Prompt A:
Reproduce the records from their first line through the line holding "519 702 L 523", inclusive, with no changes.
------ Page text
6.3 Affected Thai Combining Characters
| Code Point | Character Name |
|---|---|
| U+0E30 | SARA A |
| U+0E31 | MAI HAN AKAT |
| U+0E32 | SARA AA |
| U+0E33 | SARA AM |
| U+0E34 | SARA I |
| U+0E35 | SARA II |
| U+0E36 | SARA UE |
| U+0E37 | SARA UEE |
| U+0E38 | SARA U |
| U+0E39 | SARA UU ← most commonly seen |
| U+0E3A | PHINTHU |
| U+0E47 | MAITAIKHU |
| U+0E48 | MAI EK |
| U+0E49 | MAI THO |
| U+0E4A | MAI TRI |
| U+0E4B | MAI CHATTAWA |
| U+0E4C | THANTHAKAT |
| U+0E4D | NIKHAHIT |
| U+0E4E | YAMAKKAN |
7. Thai Lint: A VSCode Extension
To help developers catch these issues during editing, we built Thai Lint — an open-source VSCode extension that detects and fixes duplicate combining characters in real time.
Features
| Feature | Description |
|---|---|
| Real-time detection | Scans on open and edit; marks issues with a warning underline |
| Hover detail | Shows code point info on hover: U+0E39 (SARA UU) x1 extra |
| Quick Fix | One-click fix via the lightbulb menu |
| Fix All command | Fixes the entire file from the Command Palette |
| Auto-fix on save | Optional: enable thaiLint.fixOnSave in settings |
| Status bar | Shows issue count; click to fix all |
Configuration
Add to your settings.json:
{
"thaiLint.enable": true,
"thaiLint.fixOnSave": false,
"thaiLint.severity": "warning"
------------
------ Stored rows
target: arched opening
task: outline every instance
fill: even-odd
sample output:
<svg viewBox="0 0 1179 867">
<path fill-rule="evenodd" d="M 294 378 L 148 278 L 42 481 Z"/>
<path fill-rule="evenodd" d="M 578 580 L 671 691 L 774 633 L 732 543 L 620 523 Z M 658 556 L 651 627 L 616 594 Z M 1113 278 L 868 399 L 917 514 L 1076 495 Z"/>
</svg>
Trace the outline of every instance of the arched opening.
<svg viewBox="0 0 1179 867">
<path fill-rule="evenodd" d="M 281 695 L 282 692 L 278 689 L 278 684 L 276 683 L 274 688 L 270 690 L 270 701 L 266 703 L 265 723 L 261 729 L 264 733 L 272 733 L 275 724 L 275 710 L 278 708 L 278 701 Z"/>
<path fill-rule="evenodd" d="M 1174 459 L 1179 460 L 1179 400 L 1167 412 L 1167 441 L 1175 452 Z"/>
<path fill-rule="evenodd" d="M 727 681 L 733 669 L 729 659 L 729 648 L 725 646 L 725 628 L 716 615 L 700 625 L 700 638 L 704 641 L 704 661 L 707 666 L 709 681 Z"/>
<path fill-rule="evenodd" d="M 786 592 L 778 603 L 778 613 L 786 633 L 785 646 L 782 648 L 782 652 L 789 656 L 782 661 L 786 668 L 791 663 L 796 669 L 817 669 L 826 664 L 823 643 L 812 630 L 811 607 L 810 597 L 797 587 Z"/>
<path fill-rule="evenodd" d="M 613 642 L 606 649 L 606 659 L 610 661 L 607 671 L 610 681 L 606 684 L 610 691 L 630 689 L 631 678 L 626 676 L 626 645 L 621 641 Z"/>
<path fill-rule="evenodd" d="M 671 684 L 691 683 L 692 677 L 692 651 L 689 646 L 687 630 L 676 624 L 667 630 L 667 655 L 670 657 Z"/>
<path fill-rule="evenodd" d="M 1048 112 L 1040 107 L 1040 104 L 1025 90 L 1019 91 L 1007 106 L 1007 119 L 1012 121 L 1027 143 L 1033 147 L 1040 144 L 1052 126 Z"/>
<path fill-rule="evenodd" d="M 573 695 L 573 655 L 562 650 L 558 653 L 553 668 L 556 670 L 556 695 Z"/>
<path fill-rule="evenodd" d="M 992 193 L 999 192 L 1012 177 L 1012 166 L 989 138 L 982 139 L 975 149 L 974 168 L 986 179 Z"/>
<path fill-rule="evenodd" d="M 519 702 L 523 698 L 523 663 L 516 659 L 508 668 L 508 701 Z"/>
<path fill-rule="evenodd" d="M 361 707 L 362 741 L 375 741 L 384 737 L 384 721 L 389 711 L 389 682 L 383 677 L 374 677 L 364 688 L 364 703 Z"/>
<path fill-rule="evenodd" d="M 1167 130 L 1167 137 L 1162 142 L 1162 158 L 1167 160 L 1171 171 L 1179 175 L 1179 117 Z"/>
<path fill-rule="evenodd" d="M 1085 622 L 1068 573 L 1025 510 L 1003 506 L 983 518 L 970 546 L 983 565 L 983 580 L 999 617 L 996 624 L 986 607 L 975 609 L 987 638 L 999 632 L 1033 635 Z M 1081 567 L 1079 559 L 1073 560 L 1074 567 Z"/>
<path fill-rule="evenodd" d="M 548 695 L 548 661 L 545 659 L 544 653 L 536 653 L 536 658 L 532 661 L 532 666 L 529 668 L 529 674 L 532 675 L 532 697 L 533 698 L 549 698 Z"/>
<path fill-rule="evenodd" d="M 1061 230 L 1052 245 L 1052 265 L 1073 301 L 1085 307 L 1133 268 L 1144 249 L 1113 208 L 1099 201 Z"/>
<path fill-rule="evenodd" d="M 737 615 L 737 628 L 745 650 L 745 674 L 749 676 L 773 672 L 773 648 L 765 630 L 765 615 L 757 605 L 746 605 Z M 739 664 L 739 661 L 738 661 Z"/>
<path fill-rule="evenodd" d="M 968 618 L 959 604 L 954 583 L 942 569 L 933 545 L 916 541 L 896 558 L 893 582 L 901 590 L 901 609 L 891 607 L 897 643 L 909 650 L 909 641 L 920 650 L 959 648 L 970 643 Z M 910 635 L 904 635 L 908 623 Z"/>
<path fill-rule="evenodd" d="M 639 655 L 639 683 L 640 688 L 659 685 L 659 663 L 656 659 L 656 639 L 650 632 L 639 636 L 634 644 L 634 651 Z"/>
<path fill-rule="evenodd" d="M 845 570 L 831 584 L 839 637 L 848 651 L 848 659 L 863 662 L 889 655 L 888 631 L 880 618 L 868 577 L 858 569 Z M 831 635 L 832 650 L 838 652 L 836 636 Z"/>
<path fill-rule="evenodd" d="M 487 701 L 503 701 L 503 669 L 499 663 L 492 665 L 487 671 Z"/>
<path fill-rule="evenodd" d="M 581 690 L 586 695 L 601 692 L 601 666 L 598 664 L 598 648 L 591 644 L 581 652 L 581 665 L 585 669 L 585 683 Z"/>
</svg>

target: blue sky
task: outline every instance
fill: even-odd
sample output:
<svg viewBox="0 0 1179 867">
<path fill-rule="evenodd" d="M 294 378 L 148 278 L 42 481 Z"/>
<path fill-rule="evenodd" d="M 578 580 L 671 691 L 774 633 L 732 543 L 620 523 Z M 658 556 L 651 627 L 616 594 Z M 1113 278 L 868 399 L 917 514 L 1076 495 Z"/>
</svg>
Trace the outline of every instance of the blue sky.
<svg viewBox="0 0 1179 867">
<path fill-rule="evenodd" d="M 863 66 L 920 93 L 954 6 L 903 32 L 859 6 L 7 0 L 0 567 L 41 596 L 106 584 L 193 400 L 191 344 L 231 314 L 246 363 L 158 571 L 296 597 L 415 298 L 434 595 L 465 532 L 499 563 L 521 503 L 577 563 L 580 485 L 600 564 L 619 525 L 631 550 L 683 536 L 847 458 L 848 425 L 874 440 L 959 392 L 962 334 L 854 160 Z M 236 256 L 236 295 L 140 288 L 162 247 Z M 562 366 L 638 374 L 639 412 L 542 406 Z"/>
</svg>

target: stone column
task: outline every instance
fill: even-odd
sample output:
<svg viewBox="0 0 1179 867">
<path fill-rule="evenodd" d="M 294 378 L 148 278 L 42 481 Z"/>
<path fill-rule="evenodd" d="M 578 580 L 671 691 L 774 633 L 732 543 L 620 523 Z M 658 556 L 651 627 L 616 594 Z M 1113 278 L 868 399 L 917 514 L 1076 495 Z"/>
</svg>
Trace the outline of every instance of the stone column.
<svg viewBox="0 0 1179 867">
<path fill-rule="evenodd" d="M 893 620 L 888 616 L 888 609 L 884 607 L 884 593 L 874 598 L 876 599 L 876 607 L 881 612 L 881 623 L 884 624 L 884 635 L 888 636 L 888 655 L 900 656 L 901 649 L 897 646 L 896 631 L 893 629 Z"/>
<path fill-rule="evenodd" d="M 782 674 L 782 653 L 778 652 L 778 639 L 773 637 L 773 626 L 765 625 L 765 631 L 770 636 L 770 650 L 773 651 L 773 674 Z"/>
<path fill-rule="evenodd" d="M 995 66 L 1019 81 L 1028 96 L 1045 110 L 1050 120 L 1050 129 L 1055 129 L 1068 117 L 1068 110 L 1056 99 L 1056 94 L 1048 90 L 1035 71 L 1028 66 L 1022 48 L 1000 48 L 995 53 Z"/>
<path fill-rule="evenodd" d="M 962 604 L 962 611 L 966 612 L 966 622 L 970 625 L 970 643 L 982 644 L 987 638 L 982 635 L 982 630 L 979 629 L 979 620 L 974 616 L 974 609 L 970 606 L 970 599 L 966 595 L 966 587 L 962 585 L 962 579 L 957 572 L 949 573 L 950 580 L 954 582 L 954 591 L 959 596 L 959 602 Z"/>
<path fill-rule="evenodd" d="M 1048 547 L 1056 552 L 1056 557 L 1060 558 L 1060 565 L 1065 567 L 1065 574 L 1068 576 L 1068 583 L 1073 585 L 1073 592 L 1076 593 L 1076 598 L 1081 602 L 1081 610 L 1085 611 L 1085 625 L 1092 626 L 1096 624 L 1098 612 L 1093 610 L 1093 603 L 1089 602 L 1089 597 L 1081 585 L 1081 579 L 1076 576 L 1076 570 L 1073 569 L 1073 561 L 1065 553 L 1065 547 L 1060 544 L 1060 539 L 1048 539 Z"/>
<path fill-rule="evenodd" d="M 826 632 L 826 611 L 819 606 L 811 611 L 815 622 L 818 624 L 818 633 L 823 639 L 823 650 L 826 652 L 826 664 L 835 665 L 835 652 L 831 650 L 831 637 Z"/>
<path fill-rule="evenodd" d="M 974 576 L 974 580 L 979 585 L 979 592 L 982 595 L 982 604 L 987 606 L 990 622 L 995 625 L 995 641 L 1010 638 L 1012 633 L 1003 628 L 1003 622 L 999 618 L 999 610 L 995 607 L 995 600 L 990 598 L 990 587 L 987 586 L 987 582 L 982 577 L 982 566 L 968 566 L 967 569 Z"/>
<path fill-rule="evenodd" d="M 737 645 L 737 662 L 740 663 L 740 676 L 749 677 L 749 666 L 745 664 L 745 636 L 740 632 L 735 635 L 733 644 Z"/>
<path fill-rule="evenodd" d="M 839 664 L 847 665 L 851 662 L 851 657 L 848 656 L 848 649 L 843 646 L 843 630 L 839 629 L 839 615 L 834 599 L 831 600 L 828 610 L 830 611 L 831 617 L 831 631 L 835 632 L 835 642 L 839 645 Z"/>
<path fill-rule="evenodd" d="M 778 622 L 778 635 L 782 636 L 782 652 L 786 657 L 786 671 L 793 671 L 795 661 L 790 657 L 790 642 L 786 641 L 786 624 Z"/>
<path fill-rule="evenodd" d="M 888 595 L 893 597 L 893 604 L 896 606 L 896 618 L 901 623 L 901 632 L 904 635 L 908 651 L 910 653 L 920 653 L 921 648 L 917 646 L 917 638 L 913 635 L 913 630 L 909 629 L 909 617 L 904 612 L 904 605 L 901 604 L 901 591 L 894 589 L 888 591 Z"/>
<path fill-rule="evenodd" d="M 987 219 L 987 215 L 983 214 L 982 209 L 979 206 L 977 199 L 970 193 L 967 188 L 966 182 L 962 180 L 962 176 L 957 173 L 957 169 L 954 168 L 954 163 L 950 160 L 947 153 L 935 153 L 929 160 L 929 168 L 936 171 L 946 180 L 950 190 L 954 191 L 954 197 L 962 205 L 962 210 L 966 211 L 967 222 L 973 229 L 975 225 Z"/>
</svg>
------------
Prompt B:
Answer these from the page text:
(i) Which character does the combining-character table mark as most commonly seen?
(ii) What setting turns on auto-fix on save in Thai Lint?
(iii) What code point does the table give for PHINTHU?

Complete response A:
target: arched opening
task: outline every instance
fill: even-odd
sample output:
<svg viewBox="0 0 1179 867">
<path fill-rule="evenodd" d="M 294 378 L 148 278 L 42 481 Z"/>
<path fill-rule="evenodd" d="M 578 580 L 671 691 L 774 633 L 732 543 L 620 523 Z M 658 556 L 651 627 L 616 594 Z M 1113 278 L 868 399 L 917 514 L 1076 495 Z"/>
</svg>
Trace the outline of every instance of the arched opening.
<svg viewBox="0 0 1179 867">
<path fill-rule="evenodd" d="M 281 695 L 282 692 L 278 689 L 278 684 L 276 683 L 274 688 L 270 690 L 270 701 L 266 703 L 265 723 L 261 729 L 264 733 L 272 733 L 275 724 L 275 710 L 278 708 L 278 701 Z"/>
<path fill-rule="evenodd" d="M 1174 459 L 1179 460 L 1179 400 L 1167 412 L 1167 441 L 1175 452 Z"/>
<path fill-rule="evenodd" d="M 727 681 L 733 669 L 729 659 L 729 648 L 725 646 L 725 628 L 716 615 L 700 625 L 700 638 L 704 641 L 704 661 L 707 666 L 709 681 Z"/>
<path fill-rule="evenodd" d="M 786 592 L 778 603 L 778 613 L 786 633 L 785 646 L 782 648 L 782 652 L 789 656 L 782 661 L 786 668 L 791 663 L 796 669 L 817 669 L 826 664 L 823 643 L 812 630 L 811 607 L 810 597 L 797 587 Z"/>
<path fill-rule="evenodd" d="M 613 642 L 606 649 L 606 659 L 610 661 L 607 671 L 610 681 L 606 684 L 610 691 L 630 689 L 631 678 L 626 676 L 626 645 L 621 641 Z"/>
<path fill-rule="evenodd" d="M 671 684 L 691 683 L 692 677 L 692 651 L 689 646 L 687 630 L 676 624 L 667 630 L 667 655 L 670 657 Z"/>
<path fill-rule="evenodd" d="M 1048 112 L 1040 107 L 1040 104 L 1025 90 L 1019 91 L 1007 106 L 1007 119 L 1012 121 L 1027 143 L 1033 147 L 1040 144 L 1052 126 Z"/>
<path fill-rule="evenodd" d="M 573 695 L 573 655 L 562 650 L 558 653 L 553 668 L 556 670 L 556 695 Z"/>
<path fill-rule="evenodd" d="M 992 193 L 999 192 L 1012 177 L 1012 166 L 989 138 L 982 139 L 975 149 L 974 168 L 986 179 Z"/>
<path fill-rule="evenodd" d="M 519 702 L 523 698 L 523 663 L 516 659 L 508 668 L 508 701 Z"/>

Complete response B:
(i) SARA UU (U+0E39)
(ii) thaiLint.fixOnSave
(iii) U+0E3A